__Requests__:
1 > Decide whether each statement agrees with the AKDA article, and answer yes or no, quoting the words that decide it: (a) the Faridabad warehouse site covers 7 acres; (b) the office faces the south side; (c) the base of the building sinks 4 m into the ground.
2 > Repeat the AKDA article word for word, everything from "Amit Khanna Design Associates (AKDA) is" down to "an eco-positive legacy.".

__Text extract__:
Amit Khanna Design Associates (AKDA) is based in New Delhi and is a great believer of efficient, environmentally-conscious architecture and design. The team’s projects are tall testaments to this belief.
New Delhi based Amit Khanna Design Associates (AKDA) relishes challenge and plenty of evidence of that can be found in its work portfolio. The team is involved in retail, residential, as well as commercial/industrial design and is also working wonders in urban planning, school design, and product design.
The project facades are monolithic and beholden to minimalism, but they are often the primary green feature as well. The team ropes in everything from local materials to heat-efficient glazed surfaces to rain-water harvesting to make sure that its creations result in minimal environmental damage, and in fact have an eco-positive legacy.
Automated Warehousing Facility, Faridabad
How interesting can a warehouse get? That too when it has to withstand the oppressive dust and heat of the stark outskirts of Delhi? “Very”, would be the answer from AKDA, was it asked these questions. The warehouse in Faridabad had an expansive 7 acre swathe, but the terrain was rocky, the weather testy, and the human presence inside would be limited in a highly automated facility. Keeping the utility functions in mind, energy-saving and creation of a comfortable micro-climate of sorts became the priority.
The 1,40,000 sq ft structure came together in three phases, with verticality a constant, which will aid future expansion as well. The mostly square dimensions of the sub-structures, the high ceilings, the roofs with reflective tiling, and the carefully punctuated and glazed, exposed brick encasing are friendly to the resident machines as well as humans.
The brick work is indeed remarkable for being a hyper efficient energy regulator as well as a stand-out aesthetic feature. A perforated brickwork screen hugs the loading bay and the warehouse, and is one of the most solidly beautiful features of this industrial complex.
It faces a glazed dust barrier on the inside; effectively creating a 1,200 mm glare and temperature controlled buffer zone in between. The office faces the north side, and basks in the generous daylight streaming in from the glazed curtain wall. The canteen, parking, and the mechanical space are located at the base of the building, which is cooler as it sinks 4 m into the ground.
The sloping, uneven ground has pockets where rainwater can collect naturally, which is then redirected to a local well. “Post occupancy evaluation of the building shows a temperature differential of over 10 degrees between the exterior and interior spaces. As if that wasn’t good enough, the light quality within the building is even, cool and bright, but without the glare. Which, in a climate like Delhi, is nothing short of a miracle!” states the team.

__Data extract__:
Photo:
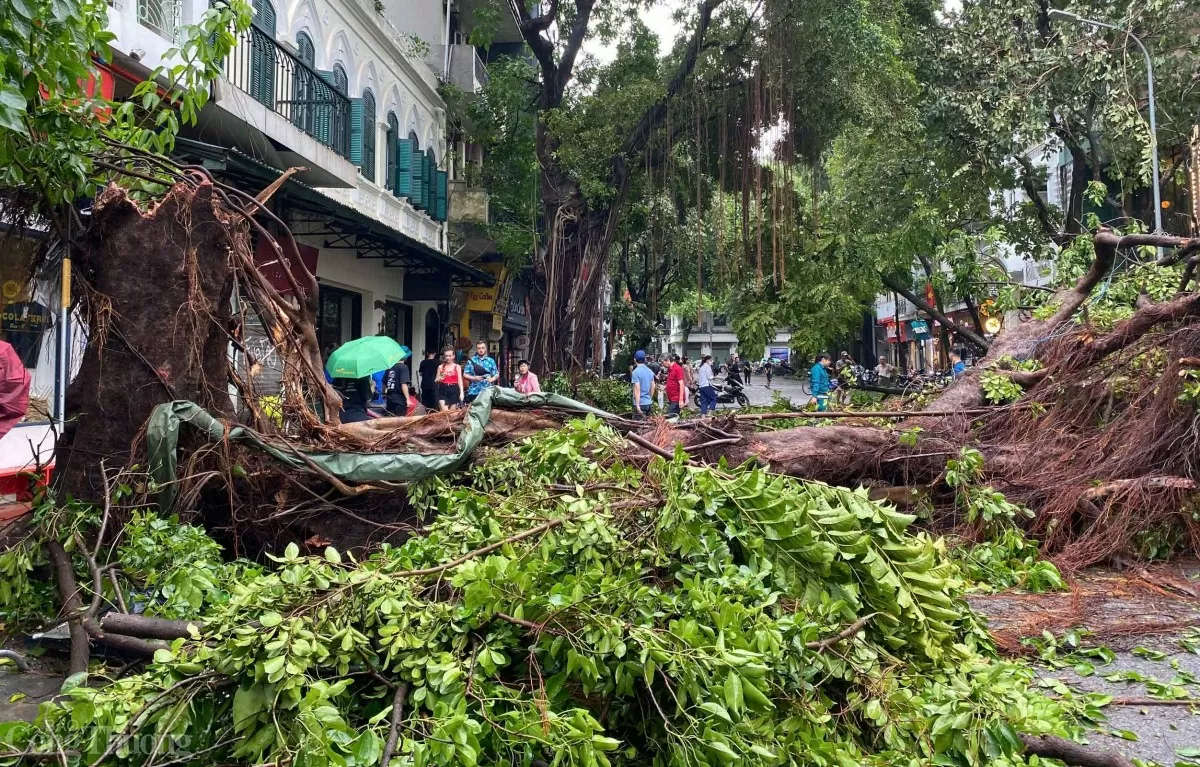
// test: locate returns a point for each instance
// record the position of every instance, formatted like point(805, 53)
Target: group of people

__Results in order__:
1 >
(a) Yes: "The warehouse in Faridabad had an expansive 7 acre swathe"
(b) No: "The office faces the north side"
(c) Yes: "which is cooler as it sinks 4 m into the ground"

2 >
Amit Khanna Design Associates (AKDA) is based in New Delhi and is a great believer of efficient, environmentally-conscious architecture and design. The team’s projects are tall testaments to this belief.
New Delhi based Amit Khanna Design Associates (AKDA) relishes challenge and plenty of evidence of that can be found in its work portfolio. The team is involved in retail, residential, as well as commercial/industrial design and is also working wonders in urban planning, school design, and product design.
The project facades are monolithic and beholden to minimalism, but they are often the primary green feature as well. The team ropes in everything from local materials to heat-efficient glazed surfaces to rain-water harvesting to make sure that its creations result in minimal environmental damage, and in fact have an eco-positive legacy.